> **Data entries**
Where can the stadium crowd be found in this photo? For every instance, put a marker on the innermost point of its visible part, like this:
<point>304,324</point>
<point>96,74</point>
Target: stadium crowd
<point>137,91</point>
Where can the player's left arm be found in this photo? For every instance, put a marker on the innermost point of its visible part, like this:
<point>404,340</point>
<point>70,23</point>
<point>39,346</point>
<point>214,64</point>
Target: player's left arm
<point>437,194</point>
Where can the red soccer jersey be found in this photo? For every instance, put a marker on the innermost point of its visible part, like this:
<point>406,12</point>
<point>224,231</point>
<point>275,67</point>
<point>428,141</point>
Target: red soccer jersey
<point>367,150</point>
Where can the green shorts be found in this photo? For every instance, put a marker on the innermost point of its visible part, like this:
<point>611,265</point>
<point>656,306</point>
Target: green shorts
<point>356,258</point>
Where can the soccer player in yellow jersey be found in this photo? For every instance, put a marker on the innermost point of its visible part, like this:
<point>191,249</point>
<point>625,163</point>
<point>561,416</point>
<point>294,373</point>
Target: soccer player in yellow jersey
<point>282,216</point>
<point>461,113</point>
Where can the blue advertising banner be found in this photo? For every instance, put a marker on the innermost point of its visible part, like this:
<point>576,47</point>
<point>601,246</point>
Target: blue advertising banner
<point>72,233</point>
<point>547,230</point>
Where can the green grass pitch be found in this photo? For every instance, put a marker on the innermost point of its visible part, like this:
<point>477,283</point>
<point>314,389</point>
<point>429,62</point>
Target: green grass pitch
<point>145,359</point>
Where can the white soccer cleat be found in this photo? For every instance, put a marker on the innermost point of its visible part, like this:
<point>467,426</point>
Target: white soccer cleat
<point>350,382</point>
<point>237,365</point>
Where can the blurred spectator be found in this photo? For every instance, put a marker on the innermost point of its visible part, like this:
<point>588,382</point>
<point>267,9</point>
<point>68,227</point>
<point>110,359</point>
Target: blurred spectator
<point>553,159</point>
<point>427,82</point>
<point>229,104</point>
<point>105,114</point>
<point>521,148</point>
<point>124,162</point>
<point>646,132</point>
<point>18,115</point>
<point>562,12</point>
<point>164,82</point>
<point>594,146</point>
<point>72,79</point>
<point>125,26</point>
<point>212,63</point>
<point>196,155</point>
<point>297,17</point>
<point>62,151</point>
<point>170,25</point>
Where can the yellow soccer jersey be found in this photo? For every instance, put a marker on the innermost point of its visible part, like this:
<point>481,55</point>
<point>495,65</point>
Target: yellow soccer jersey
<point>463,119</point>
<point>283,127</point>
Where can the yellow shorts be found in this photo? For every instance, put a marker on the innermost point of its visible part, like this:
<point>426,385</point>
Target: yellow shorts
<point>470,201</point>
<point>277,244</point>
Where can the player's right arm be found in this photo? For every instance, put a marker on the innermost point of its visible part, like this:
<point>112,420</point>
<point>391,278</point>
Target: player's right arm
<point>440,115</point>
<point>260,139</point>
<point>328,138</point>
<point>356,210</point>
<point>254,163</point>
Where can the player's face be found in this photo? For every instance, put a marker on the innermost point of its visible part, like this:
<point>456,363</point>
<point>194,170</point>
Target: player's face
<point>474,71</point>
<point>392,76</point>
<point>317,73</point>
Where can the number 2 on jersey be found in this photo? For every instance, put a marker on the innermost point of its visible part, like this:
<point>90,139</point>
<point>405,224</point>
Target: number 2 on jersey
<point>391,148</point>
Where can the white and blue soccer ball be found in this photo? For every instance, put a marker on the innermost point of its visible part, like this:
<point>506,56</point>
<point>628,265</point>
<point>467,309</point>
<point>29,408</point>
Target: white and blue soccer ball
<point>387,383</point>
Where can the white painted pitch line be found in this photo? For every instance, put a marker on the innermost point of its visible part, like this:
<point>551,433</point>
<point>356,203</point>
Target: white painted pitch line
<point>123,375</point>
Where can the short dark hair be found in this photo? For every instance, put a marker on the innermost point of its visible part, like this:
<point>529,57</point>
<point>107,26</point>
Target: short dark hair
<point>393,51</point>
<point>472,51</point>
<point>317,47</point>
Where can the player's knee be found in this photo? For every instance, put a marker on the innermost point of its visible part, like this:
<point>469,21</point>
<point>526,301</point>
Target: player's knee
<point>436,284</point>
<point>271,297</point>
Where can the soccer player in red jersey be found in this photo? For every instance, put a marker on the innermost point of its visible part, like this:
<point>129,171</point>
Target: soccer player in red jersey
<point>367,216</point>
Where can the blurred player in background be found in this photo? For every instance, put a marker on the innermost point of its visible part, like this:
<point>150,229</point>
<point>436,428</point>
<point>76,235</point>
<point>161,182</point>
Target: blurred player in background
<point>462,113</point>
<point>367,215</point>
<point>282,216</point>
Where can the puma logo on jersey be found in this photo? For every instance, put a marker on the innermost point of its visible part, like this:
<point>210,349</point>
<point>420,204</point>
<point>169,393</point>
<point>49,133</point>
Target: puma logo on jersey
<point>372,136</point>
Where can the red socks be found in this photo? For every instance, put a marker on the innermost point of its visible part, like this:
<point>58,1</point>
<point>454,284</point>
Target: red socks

> **Problem**
Count the lines above holding "socks". Give only the number.

> **Answer space**
2